◆ WHAT TO WORK ON:
If a line in the entries below includes the string "instance", copy it out.

◆ SUPPLIED DATA:
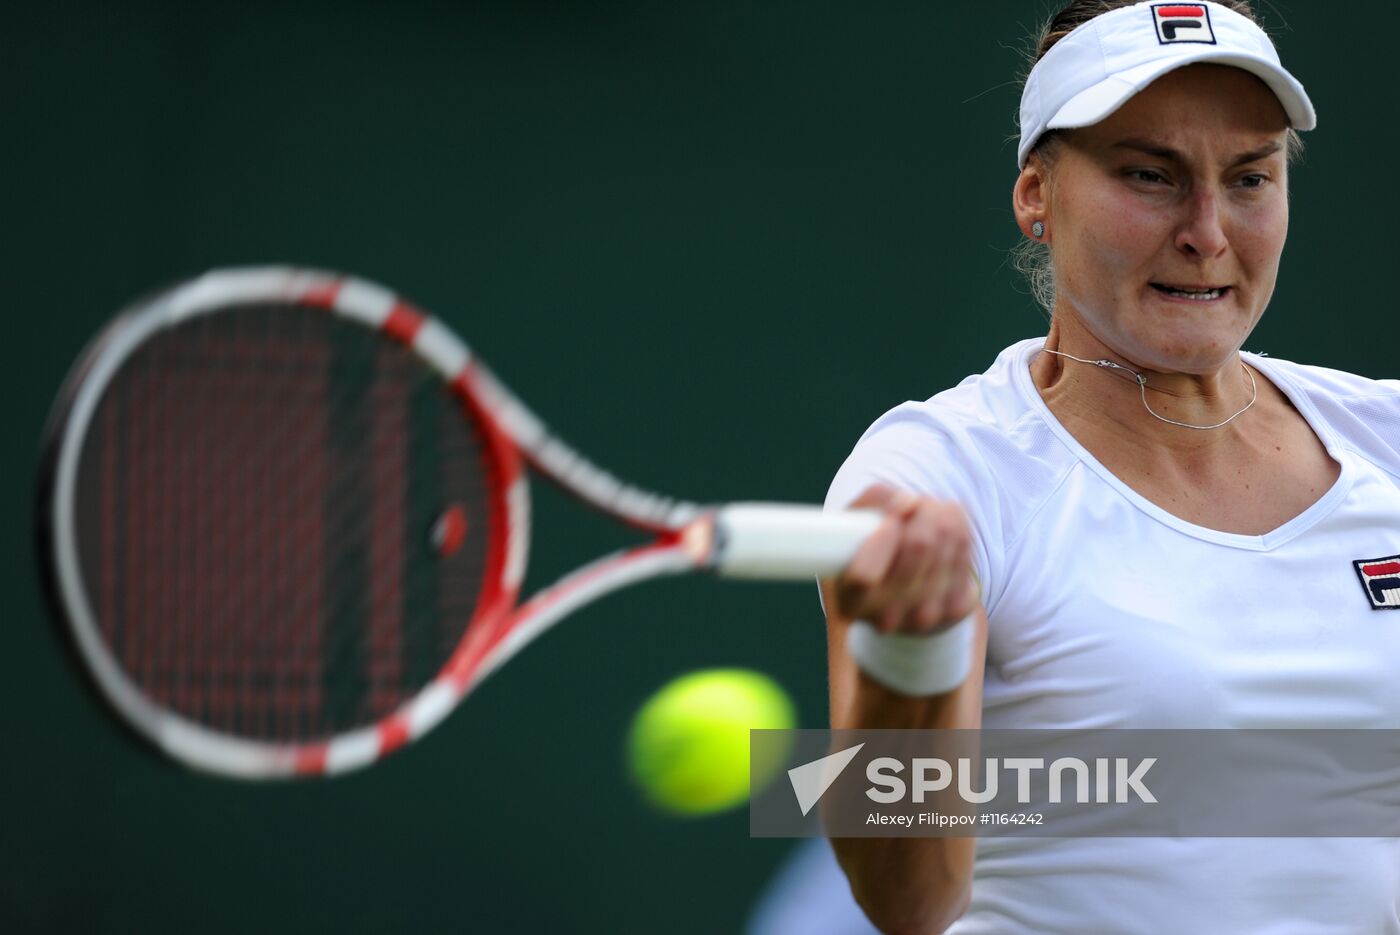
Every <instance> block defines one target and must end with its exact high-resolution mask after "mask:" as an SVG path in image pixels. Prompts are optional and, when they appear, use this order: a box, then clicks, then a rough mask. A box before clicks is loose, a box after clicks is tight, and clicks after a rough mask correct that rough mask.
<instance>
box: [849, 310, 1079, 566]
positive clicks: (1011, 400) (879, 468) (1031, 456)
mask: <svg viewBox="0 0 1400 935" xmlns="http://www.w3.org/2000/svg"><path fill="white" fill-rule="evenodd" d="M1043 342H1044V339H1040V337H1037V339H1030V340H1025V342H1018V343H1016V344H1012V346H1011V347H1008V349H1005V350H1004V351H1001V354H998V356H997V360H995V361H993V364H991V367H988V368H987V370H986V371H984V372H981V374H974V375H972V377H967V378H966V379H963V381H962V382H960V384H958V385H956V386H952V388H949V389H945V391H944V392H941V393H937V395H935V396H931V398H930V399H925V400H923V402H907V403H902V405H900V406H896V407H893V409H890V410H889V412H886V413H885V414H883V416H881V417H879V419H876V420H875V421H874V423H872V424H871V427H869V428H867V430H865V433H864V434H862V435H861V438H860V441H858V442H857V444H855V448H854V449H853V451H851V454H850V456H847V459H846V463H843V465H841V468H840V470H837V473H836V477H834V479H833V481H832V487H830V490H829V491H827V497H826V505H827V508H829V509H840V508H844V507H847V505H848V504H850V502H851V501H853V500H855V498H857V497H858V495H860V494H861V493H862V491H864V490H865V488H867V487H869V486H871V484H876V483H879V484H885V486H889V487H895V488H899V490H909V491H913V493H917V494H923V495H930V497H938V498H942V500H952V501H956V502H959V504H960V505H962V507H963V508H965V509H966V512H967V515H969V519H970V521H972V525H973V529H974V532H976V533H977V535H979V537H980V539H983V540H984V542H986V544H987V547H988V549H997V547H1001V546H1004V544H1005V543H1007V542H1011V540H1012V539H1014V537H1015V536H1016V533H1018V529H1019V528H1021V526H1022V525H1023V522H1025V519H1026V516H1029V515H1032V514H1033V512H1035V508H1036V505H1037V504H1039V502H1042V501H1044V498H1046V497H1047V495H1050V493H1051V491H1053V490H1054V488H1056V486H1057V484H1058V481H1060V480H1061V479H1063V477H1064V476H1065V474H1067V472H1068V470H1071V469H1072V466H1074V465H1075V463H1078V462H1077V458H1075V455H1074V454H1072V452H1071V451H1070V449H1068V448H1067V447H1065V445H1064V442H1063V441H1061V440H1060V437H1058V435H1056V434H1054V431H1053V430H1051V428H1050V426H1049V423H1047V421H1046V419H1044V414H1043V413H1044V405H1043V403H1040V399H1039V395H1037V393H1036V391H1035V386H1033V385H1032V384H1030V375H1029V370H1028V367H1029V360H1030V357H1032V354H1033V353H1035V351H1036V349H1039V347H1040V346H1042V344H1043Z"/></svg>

◆ YOUR SOLUTION:
Every <instance> block defines one target and must end with its exact high-resolution mask after "mask:" as an SVG path in image pixels. Prompts are optional and, when they appear, use this order: a box, then clicks, then a rough mask. A box before clicks is loose, a box after clicks is tight, and clicks after a rough mask correct that rough mask.
<instance>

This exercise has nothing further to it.